ARTICLE.
----------
11. A non-transitory computer-readable medium having stored thereon
computer-executable instructions that, when executed by a
processor, cause the processor to execute operations, the
operations comprising: generating a vector for a time-frequency,
wherein the vector includes a head-related transfer function
obtained by spherical harmonic transform by spherical harmonics,
the generation of the vector is based on one of: a first element
corresponding to a degree of the spherical harmonics associated
with the time-frequency, or a second element common to a plurality
of users and a third element dependent on each of the plurality of
users, and the first element, the second element, and the third
element correspond to the head-related transfer function; acquiring
a head direction of a user of the plurality of users; synthesizing
a rotation matrix, the generated vector, and an input signal of a
spherical harmonic domain, wherein the rotation matrix is based on
the head direction of the user; and generating a headphone drive
signal of a time-frequency domain based on the synthesis.
Description
CROSS REFERENCE TO RELATED APPLICATIONS
This application is a U.S. National Phase of International Patent
Application No. PCT/JP2016/088381 filed on Dec. 22, 2016, which
claims priority benefit of Japanese Patent Application No. JP
2016-002168 filed in the Japan Patent Office on Jan. 8, 2016. Each
of the above-referenced applications is hereby incorporated herein
by reference in its entirety.
TECHNICAL FIELD
The present technology relates to an audio processing device and
method and a program, and, in particular, relates to an audio
processing device and method and a program, in which sound can be
more efficiently reproduced.
BACKGROUND ART
In recent years, the development and dissemination of systems,
which record, transmit, and reproduce spatial information from the
entire environment, have been progressing in the field of sound.
For example, in Super Hi-Vision, broadcasting is being planned with
three-dimensional multi-channel acoustics of 22.2 ch.
----------
DATA BLOCK.
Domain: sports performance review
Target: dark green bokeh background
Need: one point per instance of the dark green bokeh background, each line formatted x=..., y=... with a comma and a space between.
----------
TASK LIST.
#1 List the operations recited in claim 11 of the patent excerpt above.
#2 Reproduce the passage of the patent excerpt above starting at "TECHNICAL FIELD" and ending at "of 22.2 ch.".

TASK-BY-TASK RESULTS.
#1
- Generating a vector for a time-frequency
- Acquiring a head direction of a user of the plurality of users
- Synthesizing a rotation matrix, the generated vector, and an input signal of a spherical harmonic domain
- Generating a headphone drive signal of a time-frequency domain based on the synthesis

#2
TECHNICAL FIELD
The present technology relates to an audio processing device and
method and a program, and, in particular, relates to an audio
processing device and method and a program, in which sound can be
more efficiently reproduced.
BACKGROUND ART
In recent years, the development and dissemination of systems,
which record, transmit, and reproduce spatial information from the
entire environment, have been progressing in the field of sound.
For example, in Super Hi-Vision, broadcasting is being planned with
three-dimensional multi-channel acoustics of 22.2 ch.